| SOURCE PASSAGE |

Register to attend the webinar https://lwvmn-org.zoom.us/webinar/register/WN_2oEJUHi3RX2GcJeyQhp03g#/registration
Encompassing 1,245 million square miles in 31 U.S. states and two Canadian provinces, the Mississippi River and its tributaries nourish crops, transport goods, provide recreational opportunities and sustain robust fisheries. The river system brings food, fresh water, jobs, and economic security to millions of Americans. Today, the Mississippi River faces unprecedented challenges. Increasingly intense flooding, nutrient runoff that creates a Dead Zone in the Gulf of Mexico, invasive species, and changing flows strain the river’s infrastructure and threaten homes, communities, and livelihoods.
The Nature Conservancy has set ambitious goals to transform how they conduct and influence conservation across the whole basin to ensure its long-term resilience for nature and people alike. They are developing projects, partnerships, and policies that protect essential lands, habitats, and waters, while deepening our understanding of the connections between people and place. This presentation will provide an overview of TNC’s Mississippi River Basin project and touch on select actions in Minnesota and elsewhere in the Upper Mississippi River that contribute to a vibrant future for the Mississippi River Basin as a whole.

| DIRECTIVES |
1. Answer these questions using the webinar description.
(a) Where does nutrient runoff create a Dead Zone?
(b) Which organization has set goals for conservation across the whole basin?
(c) Which state is named as a place where select actions will be discussed?
2. List every challenge that the webinar description says strains the river's infrastructure.
You won't need the material that comes next.

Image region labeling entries
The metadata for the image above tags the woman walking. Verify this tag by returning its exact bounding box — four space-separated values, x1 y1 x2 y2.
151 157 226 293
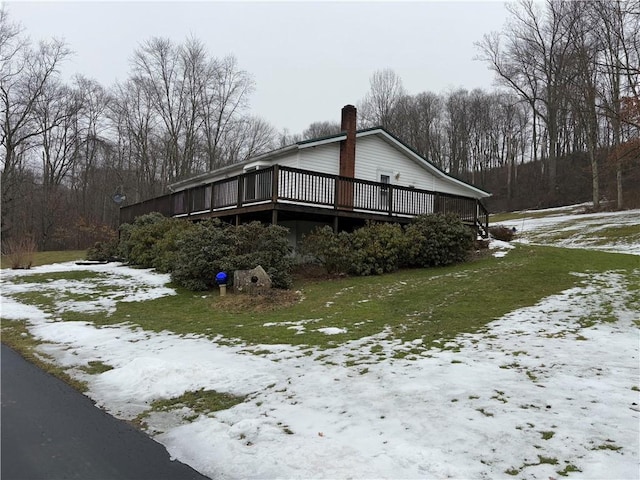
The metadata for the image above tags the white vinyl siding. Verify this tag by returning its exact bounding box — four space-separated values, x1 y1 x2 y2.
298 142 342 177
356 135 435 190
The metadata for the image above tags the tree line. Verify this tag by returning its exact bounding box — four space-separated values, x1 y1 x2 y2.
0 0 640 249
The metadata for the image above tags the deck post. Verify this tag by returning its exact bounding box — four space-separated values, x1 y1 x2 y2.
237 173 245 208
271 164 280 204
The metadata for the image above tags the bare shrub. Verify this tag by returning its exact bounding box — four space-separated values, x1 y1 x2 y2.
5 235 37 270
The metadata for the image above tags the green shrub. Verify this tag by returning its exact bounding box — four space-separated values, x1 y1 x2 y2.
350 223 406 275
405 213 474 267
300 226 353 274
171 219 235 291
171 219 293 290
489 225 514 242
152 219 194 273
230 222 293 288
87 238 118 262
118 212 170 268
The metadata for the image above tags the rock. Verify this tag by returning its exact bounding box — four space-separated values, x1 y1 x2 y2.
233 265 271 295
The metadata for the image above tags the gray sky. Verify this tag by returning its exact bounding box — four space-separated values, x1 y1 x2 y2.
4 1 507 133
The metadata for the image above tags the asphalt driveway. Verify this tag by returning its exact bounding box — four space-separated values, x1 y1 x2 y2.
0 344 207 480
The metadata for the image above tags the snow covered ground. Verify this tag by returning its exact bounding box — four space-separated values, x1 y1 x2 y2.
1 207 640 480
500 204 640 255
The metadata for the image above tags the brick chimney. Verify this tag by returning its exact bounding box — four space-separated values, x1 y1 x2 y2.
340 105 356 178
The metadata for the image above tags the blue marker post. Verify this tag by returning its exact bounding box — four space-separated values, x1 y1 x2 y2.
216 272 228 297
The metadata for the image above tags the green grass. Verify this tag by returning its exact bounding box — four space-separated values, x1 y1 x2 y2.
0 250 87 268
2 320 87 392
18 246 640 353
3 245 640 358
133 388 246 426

| ANSWER SET |
1.
(a) In the Gulf of Mexico
(b) The Nature Conservancy
(c) Minnesota

2.
- Increasingly intense flooding
- Nutrient runoff that creates a Dead Zone in the Gulf of Mexico
- Invasive species
- Changing flows